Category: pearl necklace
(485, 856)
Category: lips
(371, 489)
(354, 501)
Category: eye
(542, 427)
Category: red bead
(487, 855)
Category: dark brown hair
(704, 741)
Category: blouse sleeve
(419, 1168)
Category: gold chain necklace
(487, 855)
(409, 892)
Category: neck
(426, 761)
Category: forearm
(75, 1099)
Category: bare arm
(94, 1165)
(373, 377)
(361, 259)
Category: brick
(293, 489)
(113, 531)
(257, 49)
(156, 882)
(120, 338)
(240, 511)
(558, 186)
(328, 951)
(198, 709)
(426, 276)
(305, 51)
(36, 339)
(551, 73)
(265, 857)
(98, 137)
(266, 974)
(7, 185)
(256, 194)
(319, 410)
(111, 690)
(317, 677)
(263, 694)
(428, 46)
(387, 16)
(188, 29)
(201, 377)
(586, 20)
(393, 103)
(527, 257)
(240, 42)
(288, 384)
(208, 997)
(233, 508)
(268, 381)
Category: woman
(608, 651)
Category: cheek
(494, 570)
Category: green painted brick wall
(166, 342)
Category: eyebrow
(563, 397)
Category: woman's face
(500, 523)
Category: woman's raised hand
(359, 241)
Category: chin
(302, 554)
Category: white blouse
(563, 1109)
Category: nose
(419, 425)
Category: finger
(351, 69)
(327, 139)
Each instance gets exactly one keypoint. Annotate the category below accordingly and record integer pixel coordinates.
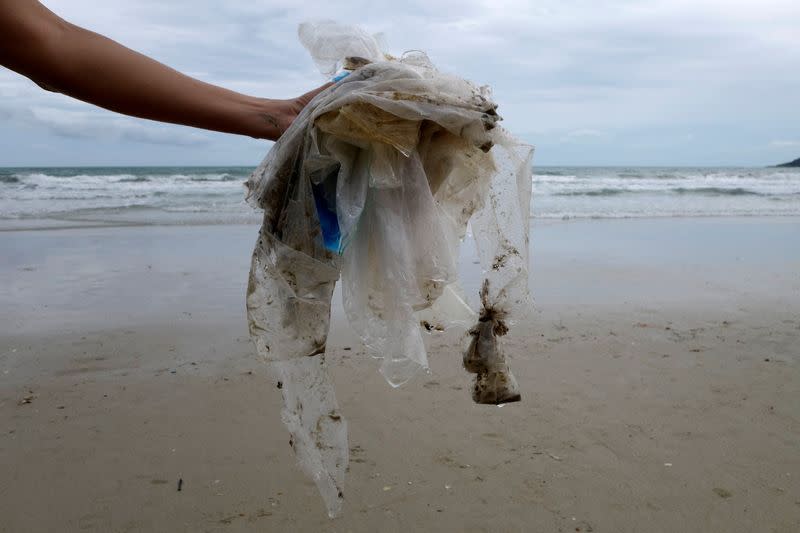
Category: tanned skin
(65, 58)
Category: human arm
(85, 65)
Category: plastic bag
(376, 180)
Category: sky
(662, 83)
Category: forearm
(92, 68)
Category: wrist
(267, 119)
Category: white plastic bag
(377, 179)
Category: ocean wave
(222, 178)
(717, 191)
(598, 192)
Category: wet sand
(659, 373)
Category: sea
(30, 197)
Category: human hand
(278, 115)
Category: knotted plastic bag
(376, 181)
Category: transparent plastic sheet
(376, 180)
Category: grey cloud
(556, 66)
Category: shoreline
(660, 373)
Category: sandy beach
(660, 375)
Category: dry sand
(660, 380)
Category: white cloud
(785, 144)
(556, 66)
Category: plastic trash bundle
(375, 182)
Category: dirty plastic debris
(376, 181)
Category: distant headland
(795, 163)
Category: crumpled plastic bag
(376, 181)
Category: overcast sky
(700, 82)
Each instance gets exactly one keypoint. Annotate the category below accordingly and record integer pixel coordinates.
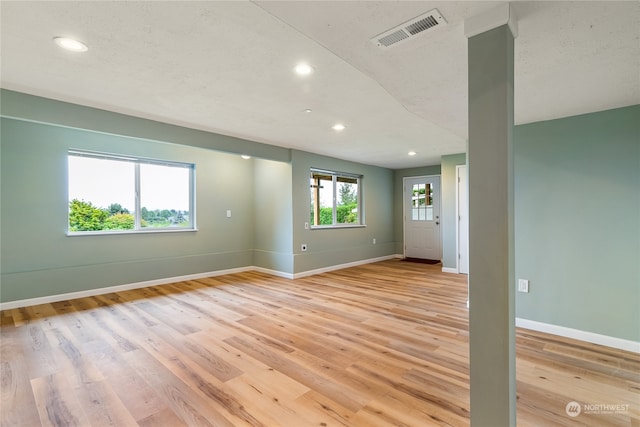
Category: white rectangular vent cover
(409, 29)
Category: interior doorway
(462, 213)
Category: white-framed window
(109, 193)
(335, 199)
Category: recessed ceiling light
(303, 69)
(70, 44)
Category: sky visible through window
(103, 182)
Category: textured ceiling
(227, 67)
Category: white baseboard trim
(106, 290)
(341, 266)
(591, 337)
(126, 287)
(273, 272)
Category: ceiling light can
(70, 44)
(303, 69)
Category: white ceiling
(227, 67)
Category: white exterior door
(422, 217)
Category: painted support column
(491, 243)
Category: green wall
(327, 247)
(577, 221)
(577, 210)
(39, 259)
(273, 215)
(448, 208)
(268, 196)
(398, 176)
(37, 109)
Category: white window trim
(335, 175)
(138, 229)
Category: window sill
(334, 227)
(117, 233)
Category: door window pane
(422, 202)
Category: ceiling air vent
(409, 29)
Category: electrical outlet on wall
(523, 285)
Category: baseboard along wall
(562, 331)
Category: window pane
(164, 196)
(335, 198)
(347, 201)
(322, 199)
(422, 202)
(101, 194)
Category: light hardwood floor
(375, 345)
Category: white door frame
(459, 233)
(404, 209)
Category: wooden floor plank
(375, 345)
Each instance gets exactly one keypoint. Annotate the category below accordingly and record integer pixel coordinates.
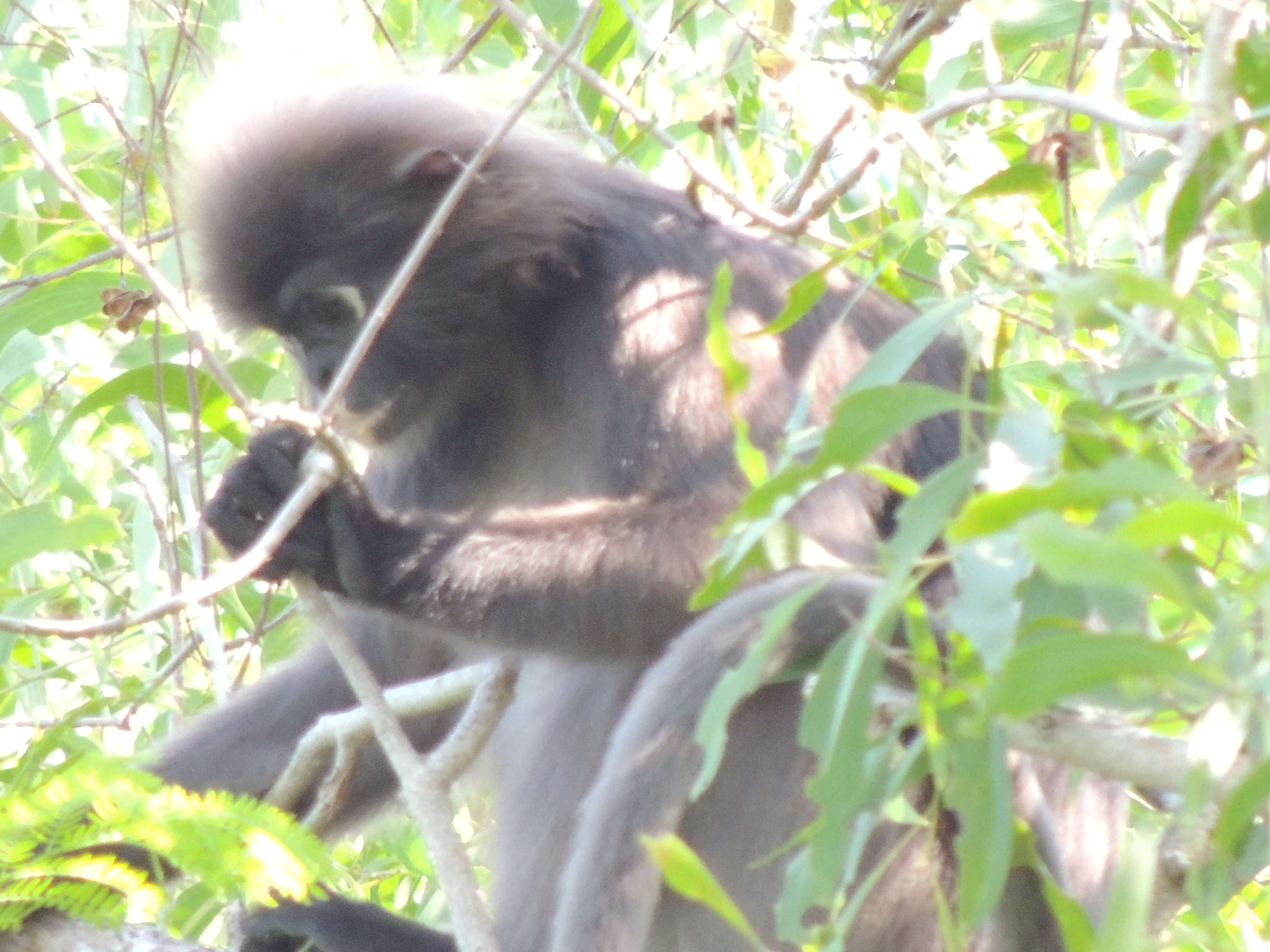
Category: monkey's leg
(610, 888)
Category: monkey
(552, 448)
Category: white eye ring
(352, 296)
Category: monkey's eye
(340, 304)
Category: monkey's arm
(605, 579)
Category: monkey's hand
(328, 542)
(338, 926)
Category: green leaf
(559, 17)
(1023, 178)
(1168, 523)
(1145, 173)
(1259, 215)
(58, 304)
(987, 607)
(1086, 489)
(803, 296)
(1053, 668)
(736, 374)
(865, 419)
(1075, 555)
(143, 383)
(1184, 214)
(685, 874)
(20, 357)
(982, 794)
(1023, 26)
(37, 529)
(740, 683)
(1245, 804)
(892, 361)
(1253, 69)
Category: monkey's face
(321, 312)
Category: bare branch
(427, 801)
(352, 729)
(32, 281)
(241, 569)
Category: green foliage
(98, 842)
(1107, 525)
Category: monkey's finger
(272, 460)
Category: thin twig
(241, 569)
(707, 176)
(429, 238)
(470, 44)
(91, 207)
(1108, 112)
(31, 281)
(889, 61)
(427, 801)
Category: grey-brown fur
(552, 450)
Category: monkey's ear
(430, 166)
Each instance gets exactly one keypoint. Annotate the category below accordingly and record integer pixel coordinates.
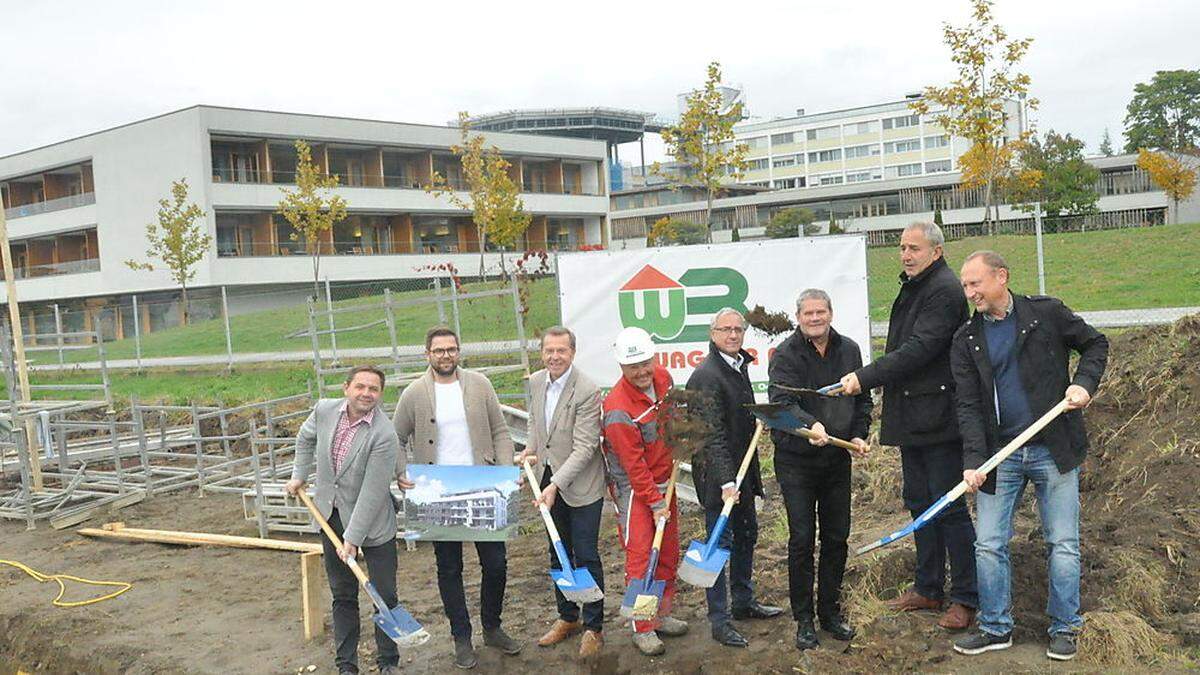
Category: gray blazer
(571, 448)
(360, 488)
(418, 426)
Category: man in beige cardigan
(564, 436)
(451, 416)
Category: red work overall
(639, 469)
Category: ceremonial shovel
(948, 497)
(575, 583)
(703, 562)
(396, 622)
(642, 596)
(784, 418)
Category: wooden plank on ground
(197, 538)
(311, 566)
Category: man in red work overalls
(639, 469)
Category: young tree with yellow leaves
(311, 209)
(705, 143)
(1176, 178)
(987, 59)
(177, 239)
(493, 197)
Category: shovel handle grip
(303, 493)
(745, 465)
(660, 527)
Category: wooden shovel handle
(329, 531)
(661, 526)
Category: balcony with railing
(52, 190)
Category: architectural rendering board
(462, 503)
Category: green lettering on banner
(664, 327)
(737, 290)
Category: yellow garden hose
(63, 589)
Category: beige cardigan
(418, 428)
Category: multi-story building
(77, 209)
(870, 143)
(479, 509)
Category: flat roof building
(78, 209)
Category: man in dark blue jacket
(814, 477)
(1011, 365)
(918, 416)
(724, 378)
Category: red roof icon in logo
(649, 278)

******

◆ Instruction:
The records above are to be quoted exactly, with all pictures left out.

◆ Result for this exercise:
Category: pearl necklace
(485, 856)
Category: lips
(371, 489)
(354, 501)
Category: eye
(542, 427)
Category: red bead
(487, 855)
Category: dark brown hair
(704, 741)
Category: blouse sleeve
(419, 1168)
Category: gold chain necklace
(487, 855)
(409, 892)
Category: neck
(426, 761)
Category: forearm
(75, 1099)
Category: bare arm
(94, 1165)
(373, 377)
(361, 259)
Category: brick
(293, 489)
(113, 531)
(257, 49)
(156, 882)
(120, 338)
(240, 511)
(558, 186)
(328, 951)
(198, 709)
(426, 276)
(305, 51)
(36, 339)
(551, 73)
(265, 857)
(98, 137)
(266, 974)
(7, 185)
(256, 194)
(319, 410)
(111, 690)
(317, 677)
(263, 694)
(428, 46)
(387, 16)
(188, 29)
(201, 377)
(586, 20)
(393, 103)
(527, 257)
(240, 42)
(288, 384)
(208, 997)
(233, 508)
(268, 381)
Category: woman
(608, 651)
Category: cheek
(494, 570)
Category: green painted brick wall
(166, 342)
Category: eyebrow
(563, 397)
Category: woman's face
(500, 523)
Category: woman's raised hand
(359, 241)
Category: chin
(302, 554)
Category: white blouse
(563, 1109)
Category: nose
(419, 425)
Category: finger
(351, 69)
(327, 139)
Each instance gets exactly one keypoint. Annotate the category below accordingly and record integer pixel coordinates.
Category: tanned skin
(65, 58)
Category: human arm
(85, 65)
Category: plastic bag
(376, 180)
Category: sky
(662, 83)
Category: forearm
(92, 68)
Category: wrist
(267, 119)
Category: white plastic bag
(377, 179)
Category: ocean wave
(222, 178)
(717, 191)
(598, 192)
Category: wet sand
(659, 373)
Category: sea
(30, 197)
Category: human hand
(278, 115)
Category: knotted plastic bag
(376, 181)
Category: transparent plastic sheet
(376, 180)
Category: grey cloud
(556, 66)
Category: shoreline
(660, 373)
Category: sandy beach
(660, 375)
Category: dry sand
(660, 380)
Category: white cloud
(785, 144)
(556, 66)
Category: plastic trash bundle
(375, 182)
Category: dirty plastic debris
(376, 181)
Category: distant headland
(795, 163)
Category: crumpled plastic bag
(376, 181)
Category: overcast sky
(700, 82)
Each instance gets exactly one keypoint. Annotate the category below accordingly and record integer pixel coordinates.
Category: white rectangular vent cover
(409, 29)
Category: interior doorway
(462, 213)
Category: white-framed window
(109, 193)
(335, 199)
Category: recessed ceiling light
(303, 69)
(70, 44)
Category: sky visible through window
(103, 182)
Category: textured ceiling
(227, 67)
Category: white baseboard trim
(106, 290)
(341, 266)
(591, 337)
(126, 287)
(273, 272)
Category: ceiling light can
(70, 44)
(303, 69)
Category: white ceiling
(227, 67)
Category: white exterior door
(422, 217)
Category: painted support column
(491, 243)
Category: green wall
(327, 247)
(577, 221)
(577, 210)
(39, 259)
(273, 215)
(448, 208)
(268, 196)
(398, 176)
(37, 109)
Category: white window trim
(335, 175)
(138, 229)
Category: window sill
(334, 227)
(117, 233)
Category: door window pane
(422, 202)
Category: ceiling air vent
(409, 29)
Category: electrical outlet on wall
(523, 285)
Category: baseboard along wall
(562, 331)
Category: window pane
(164, 196)
(335, 198)
(347, 201)
(322, 199)
(422, 202)
(101, 194)
Category: light hardwood floor
(375, 345)
Category: white door frame
(459, 233)
(404, 209)
Category: wooden floor plank
(375, 345)
Each instance gets exactly one keypoint. Annotate the category below accordingly and record integer pixel coordinates.
Category: monkey's leg
(610, 888)
Category: monkey
(552, 448)
Category: white eye ring
(352, 296)
Category: monkey's eye
(340, 304)
Category: monkey's arm
(605, 579)
Category: monkey's hand
(328, 542)
(338, 926)
Category: green leaf
(559, 17)
(1023, 178)
(1168, 523)
(1145, 173)
(1259, 215)
(58, 304)
(987, 607)
(1086, 489)
(803, 296)
(1053, 668)
(736, 374)
(865, 419)
(1075, 555)
(143, 383)
(1184, 214)
(685, 874)
(20, 357)
(982, 794)
(1023, 26)
(37, 529)
(740, 683)
(1245, 804)
(892, 361)
(1253, 69)
Category: monkey's face
(321, 312)
Category: bare branch
(427, 801)
(352, 729)
(32, 281)
(241, 569)
Category: green foliage
(98, 842)
(1107, 525)
Category: monkey's finger
(272, 460)
Category: thin twig
(241, 569)
(707, 176)
(429, 238)
(470, 44)
(91, 207)
(1108, 112)
(31, 281)
(889, 61)
(427, 801)
Category: grey-brown fur
(552, 450)
Category: monkey's ear
(430, 166)
Each instance gets exactly one keypoint. Annotate the category below accordingly and record integer pixel coordinates.
Category: gray blazer
(571, 448)
(360, 488)
(418, 426)
Category: man in beige cardigan
(564, 436)
(451, 416)
Category: red work overall
(639, 469)
Category: ceremonial shovel
(948, 497)
(575, 583)
(703, 562)
(396, 622)
(642, 596)
(784, 418)
Category: wooden plank on ground
(197, 538)
(311, 566)
Category: man in red work overalls
(639, 469)
Category: young tree with yellow leaves
(311, 209)
(705, 143)
(1176, 178)
(987, 59)
(177, 239)
(493, 197)
Category: shovel handle grip
(303, 493)
(745, 465)
(660, 527)
Category: wooden shovel handle
(329, 531)
(661, 526)
Category: balcony with railing
(52, 190)
Category: architectural rendering board
(462, 503)
Category: green lettering on banner
(664, 327)
(737, 290)
Category: yellow garden hose
(63, 589)
Category: beige cardigan
(418, 428)
Category: multi-story building
(77, 209)
(870, 143)
(479, 509)
Category: flat roof building
(78, 209)
Category: man in dark blue jacket
(814, 477)
(1011, 365)
(918, 416)
(724, 378)
Category: red roof icon in logo
(649, 278)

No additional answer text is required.